--- START OF DATA LISTING ---

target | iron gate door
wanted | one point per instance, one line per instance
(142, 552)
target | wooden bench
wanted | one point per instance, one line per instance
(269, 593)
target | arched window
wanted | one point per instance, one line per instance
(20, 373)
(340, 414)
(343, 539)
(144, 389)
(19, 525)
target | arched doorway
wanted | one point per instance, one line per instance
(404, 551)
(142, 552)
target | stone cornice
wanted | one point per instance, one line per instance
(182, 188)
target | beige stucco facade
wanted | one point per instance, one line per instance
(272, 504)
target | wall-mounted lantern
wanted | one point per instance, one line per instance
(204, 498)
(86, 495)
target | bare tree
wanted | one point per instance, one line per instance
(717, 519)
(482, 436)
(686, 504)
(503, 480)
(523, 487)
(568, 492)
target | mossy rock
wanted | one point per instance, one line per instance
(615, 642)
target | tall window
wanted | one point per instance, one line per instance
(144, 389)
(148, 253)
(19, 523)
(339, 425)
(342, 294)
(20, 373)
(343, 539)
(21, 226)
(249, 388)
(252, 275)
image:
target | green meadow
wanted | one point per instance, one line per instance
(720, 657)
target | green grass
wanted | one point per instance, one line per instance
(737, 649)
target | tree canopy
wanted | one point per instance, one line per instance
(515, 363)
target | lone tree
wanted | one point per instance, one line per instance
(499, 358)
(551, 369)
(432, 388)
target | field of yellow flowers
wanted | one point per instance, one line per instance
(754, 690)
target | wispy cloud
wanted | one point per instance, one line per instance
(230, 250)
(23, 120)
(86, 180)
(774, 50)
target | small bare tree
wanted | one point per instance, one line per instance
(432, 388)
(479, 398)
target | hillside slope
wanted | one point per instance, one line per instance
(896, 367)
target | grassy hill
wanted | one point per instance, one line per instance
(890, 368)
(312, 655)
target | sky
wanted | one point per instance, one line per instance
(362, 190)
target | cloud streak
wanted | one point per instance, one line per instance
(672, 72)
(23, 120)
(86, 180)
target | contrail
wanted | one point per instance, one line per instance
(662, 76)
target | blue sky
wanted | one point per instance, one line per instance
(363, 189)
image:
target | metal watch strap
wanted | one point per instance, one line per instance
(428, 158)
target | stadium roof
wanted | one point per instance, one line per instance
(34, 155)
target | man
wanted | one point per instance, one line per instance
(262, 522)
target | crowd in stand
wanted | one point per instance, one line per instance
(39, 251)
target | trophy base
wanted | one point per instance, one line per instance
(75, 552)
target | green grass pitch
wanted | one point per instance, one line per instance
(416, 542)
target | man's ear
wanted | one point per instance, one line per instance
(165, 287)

--- END OF DATA LISTING ---

Return each entry from the material above exactly as it appears.

target | iron gate door
wanted | one point per instance, one line per instance
(142, 552)
target | wooden bench
wanted | one point per instance, one line per instance
(269, 593)
target | arched window
wanted | one point per instance, one line per instance
(20, 373)
(340, 414)
(343, 539)
(144, 389)
(19, 525)
target | arched doorway
wanted | one point per instance, one line per instance
(404, 551)
(142, 552)
target | stone cornice
wanted | one point per instance, one line per instance
(182, 188)
target | beige stucco facade
wanted | one point per instance, one line per instance
(272, 504)
target | wall-mounted lantern
wanted | one point per instance, one line per instance
(204, 498)
(86, 495)
target | bare tree
wanted | one point per instance, one line per instance
(717, 519)
(482, 436)
(686, 504)
(503, 480)
(523, 487)
(568, 492)
target | mossy rock
wanted | one point per instance, one line per instance
(615, 642)
target | tall window
wanted | one point per instance, one line per instance
(144, 389)
(148, 253)
(19, 523)
(339, 425)
(342, 294)
(20, 373)
(343, 539)
(21, 226)
(249, 388)
(252, 275)
image:
target | green meadow
wanted | one point per instance, one line per instance
(720, 657)
target | green grass
wanted | one point per instance, one line per instance
(737, 649)
target | tree canopy
wanted | one point per instance, one line per instance
(515, 363)
target | lone tree
wanted | one point per instance, one line per instance
(499, 358)
(551, 369)
(432, 388)
target | field of yellow flowers
wanted | one point per instance, one line per instance
(754, 690)
target | wispy cloud
wanted | one point per instance, one line per instance
(230, 250)
(23, 120)
(86, 180)
(774, 50)
target | small bare tree
wanted | one point per instance, one line per instance
(432, 388)
(479, 398)
target | hillside slope
wanted | one point per instance, one line per instance
(896, 367)
target | grassy hill
wanted | one point per instance, one line per instance
(890, 368)
(312, 655)
target | sky
wanted | one point per instance, one line per instance
(362, 190)
target | cloud streak
wanted | one point per instance, one line per instance
(672, 72)
(23, 120)
(86, 180)
target | contrail
wanted | one point per instance, one line per instance
(662, 76)
target | blue sky
wanted | one point per instance, one line per instance
(363, 189)
image:
target | metal watch strap
wanted | one point per instance, one line per instance
(428, 158)
target | stadium roof
wanted | one point per instance, one line per instance
(34, 155)
target | man
wanted | one point per instance, one line per instance
(262, 522)
target | crowd in stand
wanted | one point per instance, one line per instance
(39, 251)
target | trophy base
wanted | one point per instance, one line per instance
(75, 552)
target | green grass pitch
wanted | one point per instance, one line per instance
(416, 542)
target | man's ear
wanted | one point per instance, one line per instance
(165, 287)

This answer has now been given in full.